BEGIN DATA EXTRACT
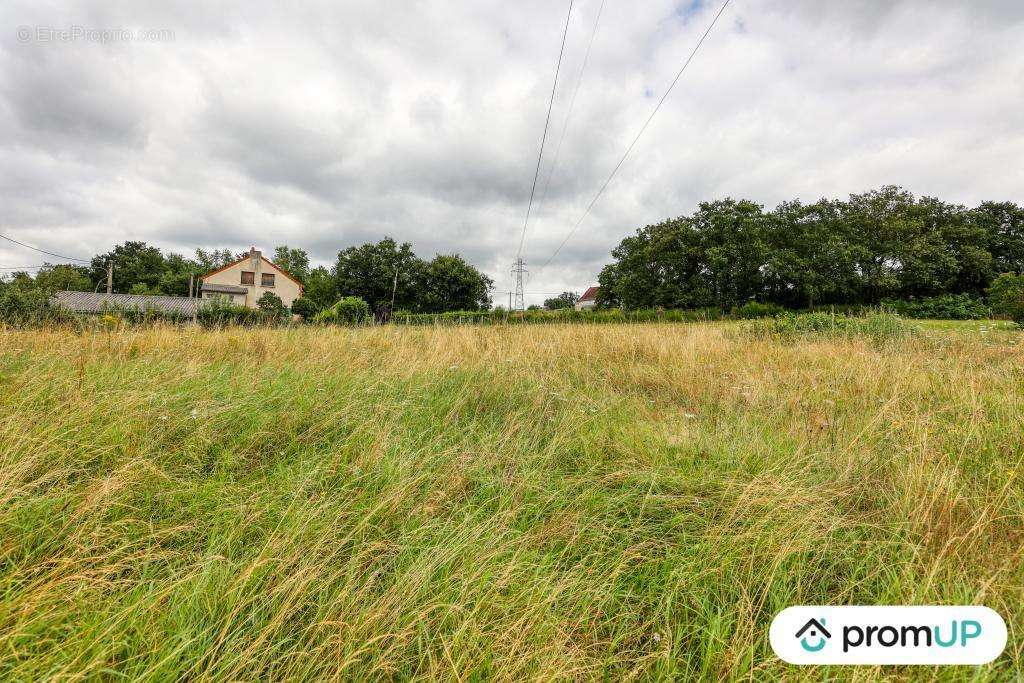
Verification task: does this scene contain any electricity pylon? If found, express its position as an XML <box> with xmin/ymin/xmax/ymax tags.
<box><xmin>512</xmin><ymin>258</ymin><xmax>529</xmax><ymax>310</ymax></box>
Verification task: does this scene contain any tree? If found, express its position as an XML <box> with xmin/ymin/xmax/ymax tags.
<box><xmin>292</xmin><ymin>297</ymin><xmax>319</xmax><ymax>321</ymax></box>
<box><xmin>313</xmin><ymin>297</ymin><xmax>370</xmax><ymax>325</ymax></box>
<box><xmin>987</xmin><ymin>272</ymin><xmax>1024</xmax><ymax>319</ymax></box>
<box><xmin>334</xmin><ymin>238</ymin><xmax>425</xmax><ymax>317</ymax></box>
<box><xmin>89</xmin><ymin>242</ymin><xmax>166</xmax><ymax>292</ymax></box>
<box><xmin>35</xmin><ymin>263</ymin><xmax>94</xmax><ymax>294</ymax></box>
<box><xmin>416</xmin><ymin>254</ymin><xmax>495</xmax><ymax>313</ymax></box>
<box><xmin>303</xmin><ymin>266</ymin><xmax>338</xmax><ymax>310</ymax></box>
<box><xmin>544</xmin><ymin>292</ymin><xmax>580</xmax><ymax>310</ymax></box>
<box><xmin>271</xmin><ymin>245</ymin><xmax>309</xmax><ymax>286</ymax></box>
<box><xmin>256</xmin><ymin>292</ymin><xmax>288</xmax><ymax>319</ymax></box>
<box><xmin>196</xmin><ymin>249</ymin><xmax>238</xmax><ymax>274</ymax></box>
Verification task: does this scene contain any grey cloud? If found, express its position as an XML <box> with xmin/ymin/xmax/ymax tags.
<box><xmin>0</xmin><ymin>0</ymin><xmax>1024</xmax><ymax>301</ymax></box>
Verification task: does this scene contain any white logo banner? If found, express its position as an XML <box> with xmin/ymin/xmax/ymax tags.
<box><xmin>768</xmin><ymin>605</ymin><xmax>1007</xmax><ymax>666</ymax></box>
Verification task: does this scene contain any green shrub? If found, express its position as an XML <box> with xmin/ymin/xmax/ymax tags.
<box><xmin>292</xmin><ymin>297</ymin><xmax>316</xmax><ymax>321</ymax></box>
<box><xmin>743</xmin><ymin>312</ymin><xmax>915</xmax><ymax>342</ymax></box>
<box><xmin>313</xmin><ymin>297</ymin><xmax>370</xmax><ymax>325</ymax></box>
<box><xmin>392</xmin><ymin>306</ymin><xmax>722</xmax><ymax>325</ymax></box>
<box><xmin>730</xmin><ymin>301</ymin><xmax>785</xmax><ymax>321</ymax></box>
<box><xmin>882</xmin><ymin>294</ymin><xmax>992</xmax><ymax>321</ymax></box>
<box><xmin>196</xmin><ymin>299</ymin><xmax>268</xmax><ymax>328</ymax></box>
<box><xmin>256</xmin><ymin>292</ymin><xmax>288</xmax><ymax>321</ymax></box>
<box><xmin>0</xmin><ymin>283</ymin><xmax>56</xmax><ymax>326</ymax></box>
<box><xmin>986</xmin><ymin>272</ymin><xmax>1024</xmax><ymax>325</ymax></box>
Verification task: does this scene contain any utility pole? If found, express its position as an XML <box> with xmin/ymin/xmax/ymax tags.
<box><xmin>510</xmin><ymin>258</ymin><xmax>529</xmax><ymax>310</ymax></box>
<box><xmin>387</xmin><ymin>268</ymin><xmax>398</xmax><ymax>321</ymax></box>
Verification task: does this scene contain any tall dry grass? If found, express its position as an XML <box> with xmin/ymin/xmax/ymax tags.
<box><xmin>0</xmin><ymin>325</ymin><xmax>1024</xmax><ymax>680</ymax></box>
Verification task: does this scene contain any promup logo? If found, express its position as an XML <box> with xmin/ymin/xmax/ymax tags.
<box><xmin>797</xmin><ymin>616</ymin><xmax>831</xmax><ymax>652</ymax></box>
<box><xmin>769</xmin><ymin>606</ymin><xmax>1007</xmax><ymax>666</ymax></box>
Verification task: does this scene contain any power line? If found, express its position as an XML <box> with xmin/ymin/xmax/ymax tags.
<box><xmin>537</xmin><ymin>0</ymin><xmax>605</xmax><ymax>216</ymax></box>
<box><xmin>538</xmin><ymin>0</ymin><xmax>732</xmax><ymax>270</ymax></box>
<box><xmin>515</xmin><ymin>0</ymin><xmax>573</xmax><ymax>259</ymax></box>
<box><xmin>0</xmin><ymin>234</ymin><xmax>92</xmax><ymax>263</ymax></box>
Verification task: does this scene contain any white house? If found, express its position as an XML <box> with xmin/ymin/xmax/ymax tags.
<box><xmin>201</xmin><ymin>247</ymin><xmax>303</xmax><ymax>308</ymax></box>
END DATA EXTRACT
Copy the data above line for line, leaving out the picture.

Verification task: does this scene contain any electricity pylon? If found, express its position as an XML <box> with xmin/ymin/xmax/ymax tags.
<box><xmin>512</xmin><ymin>258</ymin><xmax>529</xmax><ymax>310</ymax></box>
Verification task: does this scene contain any tree? If found, express its position as an XML <box> with xmin/ymin/xmax/ymax tags.
<box><xmin>292</xmin><ymin>297</ymin><xmax>319</xmax><ymax>321</ymax></box>
<box><xmin>313</xmin><ymin>297</ymin><xmax>370</xmax><ymax>325</ymax></box>
<box><xmin>987</xmin><ymin>272</ymin><xmax>1024</xmax><ymax>319</ymax></box>
<box><xmin>334</xmin><ymin>238</ymin><xmax>425</xmax><ymax>317</ymax></box>
<box><xmin>89</xmin><ymin>242</ymin><xmax>166</xmax><ymax>292</ymax></box>
<box><xmin>35</xmin><ymin>263</ymin><xmax>94</xmax><ymax>294</ymax></box>
<box><xmin>416</xmin><ymin>254</ymin><xmax>495</xmax><ymax>313</ymax></box>
<box><xmin>303</xmin><ymin>266</ymin><xmax>338</xmax><ymax>310</ymax></box>
<box><xmin>544</xmin><ymin>292</ymin><xmax>580</xmax><ymax>310</ymax></box>
<box><xmin>271</xmin><ymin>245</ymin><xmax>309</xmax><ymax>286</ymax></box>
<box><xmin>256</xmin><ymin>292</ymin><xmax>288</xmax><ymax>319</ymax></box>
<box><xmin>196</xmin><ymin>249</ymin><xmax>238</xmax><ymax>274</ymax></box>
Verification task: does this scene contain any grey cloud? If found, express its position as an XML <box> with xmin/ymin/xmax/ymax tags.
<box><xmin>0</xmin><ymin>0</ymin><xmax>1024</xmax><ymax>301</ymax></box>
Verification task: does this scene contain any white logo banner? If found, express its position as an XML <box> with xmin/ymin/xmax/ymax tags.
<box><xmin>768</xmin><ymin>605</ymin><xmax>1007</xmax><ymax>666</ymax></box>
Verification task: does this scene contain any green shrub? If found, express its position as an XML <box> with xmin/ymin/xmax/ymax tags.
<box><xmin>292</xmin><ymin>297</ymin><xmax>316</xmax><ymax>321</ymax></box>
<box><xmin>743</xmin><ymin>312</ymin><xmax>915</xmax><ymax>342</ymax></box>
<box><xmin>313</xmin><ymin>297</ymin><xmax>370</xmax><ymax>325</ymax></box>
<box><xmin>392</xmin><ymin>306</ymin><xmax>722</xmax><ymax>325</ymax></box>
<box><xmin>730</xmin><ymin>301</ymin><xmax>785</xmax><ymax>321</ymax></box>
<box><xmin>882</xmin><ymin>294</ymin><xmax>992</xmax><ymax>321</ymax></box>
<box><xmin>196</xmin><ymin>299</ymin><xmax>268</xmax><ymax>328</ymax></box>
<box><xmin>256</xmin><ymin>292</ymin><xmax>288</xmax><ymax>321</ymax></box>
<box><xmin>0</xmin><ymin>283</ymin><xmax>56</xmax><ymax>326</ymax></box>
<box><xmin>986</xmin><ymin>272</ymin><xmax>1024</xmax><ymax>325</ymax></box>
Verification task: does this scene contain any utility pole? If found, express its position as an XML <box> with xmin/ymin/xmax/ymax tags.
<box><xmin>510</xmin><ymin>258</ymin><xmax>529</xmax><ymax>310</ymax></box>
<box><xmin>387</xmin><ymin>268</ymin><xmax>398</xmax><ymax>321</ymax></box>
Verification task: does this scene contain any tall dry grass? If found, express its position as an XML <box> with xmin/ymin/xmax/ymax tags.
<box><xmin>0</xmin><ymin>325</ymin><xmax>1024</xmax><ymax>680</ymax></box>
Verification task: does this scene contain any promup logo? If found, express its position as an XML <box> with xmin/ymin/xmax/ymax tags.
<box><xmin>797</xmin><ymin>616</ymin><xmax>831</xmax><ymax>652</ymax></box>
<box><xmin>769</xmin><ymin>606</ymin><xmax>1007</xmax><ymax>666</ymax></box>
Verification task: does this scene contain any power line? If found, express its position as an XML <box> with xmin/ymin/xmax/ymax tags.
<box><xmin>537</xmin><ymin>0</ymin><xmax>605</xmax><ymax>216</ymax></box>
<box><xmin>538</xmin><ymin>0</ymin><xmax>732</xmax><ymax>270</ymax></box>
<box><xmin>515</xmin><ymin>0</ymin><xmax>573</xmax><ymax>259</ymax></box>
<box><xmin>0</xmin><ymin>234</ymin><xmax>92</xmax><ymax>263</ymax></box>
Verification task: does this scene contain any white house? If found, express its position as an XML <box> with xmin/ymin/xmax/ymax tags.
<box><xmin>201</xmin><ymin>247</ymin><xmax>303</xmax><ymax>308</ymax></box>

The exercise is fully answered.